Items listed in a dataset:

--- --- ---

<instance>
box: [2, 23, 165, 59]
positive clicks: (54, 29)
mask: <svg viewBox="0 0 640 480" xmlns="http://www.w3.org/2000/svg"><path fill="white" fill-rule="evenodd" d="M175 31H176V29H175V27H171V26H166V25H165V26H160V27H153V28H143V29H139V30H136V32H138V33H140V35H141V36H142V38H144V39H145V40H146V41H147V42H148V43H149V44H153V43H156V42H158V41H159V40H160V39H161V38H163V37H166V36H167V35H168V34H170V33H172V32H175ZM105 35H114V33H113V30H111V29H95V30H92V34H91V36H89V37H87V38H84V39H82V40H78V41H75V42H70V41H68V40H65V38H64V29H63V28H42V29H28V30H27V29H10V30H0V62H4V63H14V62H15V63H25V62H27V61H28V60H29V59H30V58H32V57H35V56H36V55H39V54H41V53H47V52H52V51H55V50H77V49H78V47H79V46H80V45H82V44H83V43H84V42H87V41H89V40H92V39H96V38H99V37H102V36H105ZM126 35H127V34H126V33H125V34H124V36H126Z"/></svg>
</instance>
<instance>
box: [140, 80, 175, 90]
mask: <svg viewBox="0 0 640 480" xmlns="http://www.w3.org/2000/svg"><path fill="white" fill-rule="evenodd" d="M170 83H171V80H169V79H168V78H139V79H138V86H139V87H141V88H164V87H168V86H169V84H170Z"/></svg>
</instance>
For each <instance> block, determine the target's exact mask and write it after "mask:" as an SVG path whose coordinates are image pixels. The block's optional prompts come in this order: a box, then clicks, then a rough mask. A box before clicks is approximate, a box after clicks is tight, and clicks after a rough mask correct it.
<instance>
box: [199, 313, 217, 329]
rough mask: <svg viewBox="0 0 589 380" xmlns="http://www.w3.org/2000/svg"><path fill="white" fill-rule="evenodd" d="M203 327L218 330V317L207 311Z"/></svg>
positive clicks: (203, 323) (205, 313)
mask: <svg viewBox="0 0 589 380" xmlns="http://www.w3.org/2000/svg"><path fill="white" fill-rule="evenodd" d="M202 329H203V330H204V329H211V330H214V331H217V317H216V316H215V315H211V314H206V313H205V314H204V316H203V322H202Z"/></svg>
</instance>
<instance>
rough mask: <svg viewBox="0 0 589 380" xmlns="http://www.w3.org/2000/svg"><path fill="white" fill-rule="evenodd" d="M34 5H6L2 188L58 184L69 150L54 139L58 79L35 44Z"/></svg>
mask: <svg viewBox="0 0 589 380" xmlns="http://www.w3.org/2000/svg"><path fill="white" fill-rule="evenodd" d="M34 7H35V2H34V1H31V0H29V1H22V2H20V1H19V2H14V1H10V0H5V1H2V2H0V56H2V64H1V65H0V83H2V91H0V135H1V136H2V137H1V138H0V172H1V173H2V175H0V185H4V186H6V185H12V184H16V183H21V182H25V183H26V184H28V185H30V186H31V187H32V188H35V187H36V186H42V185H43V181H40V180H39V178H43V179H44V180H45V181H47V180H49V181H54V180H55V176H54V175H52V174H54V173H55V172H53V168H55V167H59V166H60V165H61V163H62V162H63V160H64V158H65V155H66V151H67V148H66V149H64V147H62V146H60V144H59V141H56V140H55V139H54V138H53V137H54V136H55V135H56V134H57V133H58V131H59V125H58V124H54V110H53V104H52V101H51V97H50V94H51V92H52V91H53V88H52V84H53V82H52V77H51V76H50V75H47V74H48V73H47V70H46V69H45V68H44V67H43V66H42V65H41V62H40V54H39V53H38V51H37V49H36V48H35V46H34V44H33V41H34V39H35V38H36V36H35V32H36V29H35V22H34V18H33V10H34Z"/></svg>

--- --- ---

== Required action ==
Retype each entry exactly, leaving none of them out.

== Solution ==
<instance>
box: [2, 23, 165, 59]
positive clicks: (54, 29)
mask: <svg viewBox="0 0 640 480" xmlns="http://www.w3.org/2000/svg"><path fill="white" fill-rule="evenodd" d="M175 31H176V29H175V27H171V26H166V25H165V26H160V27H153V28H143V29H139V30H136V32H138V33H140V35H141V36H142V38H144V39H145V40H146V41H147V42H148V43H149V44H153V43H156V42H158V41H159V40H160V39H161V38H163V37H166V36H167V35H168V34H170V33H172V32H175ZM105 35H114V33H113V30H111V29H95V30H92V34H91V36H89V37H87V38H84V39H82V40H78V41H75V42H70V41H68V40H65V38H64V29H63V28H42V29H28V30H27V29H10V30H0V62H4V63H14V62H15V63H25V62H27V61H28V60H29V59H30V58H32V57H35V56H36V55H39V54H41V53H47V52H52V51H55V50H77V49H78V47H79V46H80V45H82V44H83V43H84V42H87V41H89V40H92V39H96V38H99V37H102V36H105ZM126 35H127V34H126V33H125V34H124V36H126Z"/></svg>
</instance>
<instance>
box: [140, 80, 175, 90]
mask: <svg viewBox="0 0 640 480" xmlns="http://www.w3.org/2000/svg"><path fill="white" fill-rule="evenodd" d="M170 83H171V80H169V79H168V78H139V79H138V86H139V87H141V88H164V87H168V86H169V84H170Z"/></svg>
</instance>
For each <instance> block, determine the target's exact mask and write it after "mask:" as an SVG path whose coordinates are image pixels. The block's optional prompts come in this order: a box, then clicks, then a rough mask. A box before clicks is approximate, a box after clicks is tight, and clicks after a rough mask correct it.
<instance>
box: [199, 313, 217, 329]
rough mask: <svg viewBox="0 0 589 380" xmlns="http://www.w3.org/2000/svg"><path fill="white" fill-rule="evenodd" d="M203 327L218 330V317L207 311Z"/></svg>
positive clicks: (203, 323) (205, 313)
mask: <svg viewBox="0 0 589 380" xmlns="http://www.w3.org/2000/svg"><path fill="white" fill-rule="evenodd" d="M202 329H203V330H204V329H211V330H214V331H217V317H216V316H215V315H211V314H206V313H205V314H204V316H203V322H202Z"/></svg>
</instance>
<instance>
rough mask: <svg viewBox="0 0 589 380" xmlns="http://www.w3.org/2000/svg"><path fill="white" fill-rule="evenodd" d="M34 5H6L2 188L58 184L69 150L54 139L58 79L35 44Z"/></svg>
mask: <svg viewBox="0 0 589 380" xmlns="http://www.w3.org/2000/svg"><path fill="white" fill-rule="evenodd" d="M34 7H35V2H34V1H31V0H29V1H22V2H20V1H19V2H14V1H10V0H5V1H2V2H0V56H2V64H1V65H0V83H2V91H0V135H1V136H2V137H1V138H0V172H1V173H2V175H0V185H4V186H6V185H12V184H16V183H21V182H25V183H26V184H28V185H30V186H31V187H32V188H35V187H36V186H42V185H43V181H40V180H39V178H43V179H44V180H45V181H47V180H49V181H54V180H55V176H54V175H52V174H54V173H55V172H53V168H55V167H59V166H60V165H61V163H62V162H63V160H64V158H65V155H66V151H67V148H66V149H64V147H62V146H60V144H59V141H56V140H55V139H54V138H53V137H54V136H55V135H56V134H57V133H58V131H59V125H58V124H54V110H53V104H52V101H51V97H50V94H51V92H52V91H53V88H52V84H53V82H52V77H51V76H50V75H47V74H48V73H47V70H46V69H45V68H44V67H43V66H42V65H41V62H40V54H39V53H38V51H37V49H36V48H35V46H34V44H33V41H34V39H35V38H36V36H35V32H36V29H35V22H34V18H33V10H34Z"/></svg>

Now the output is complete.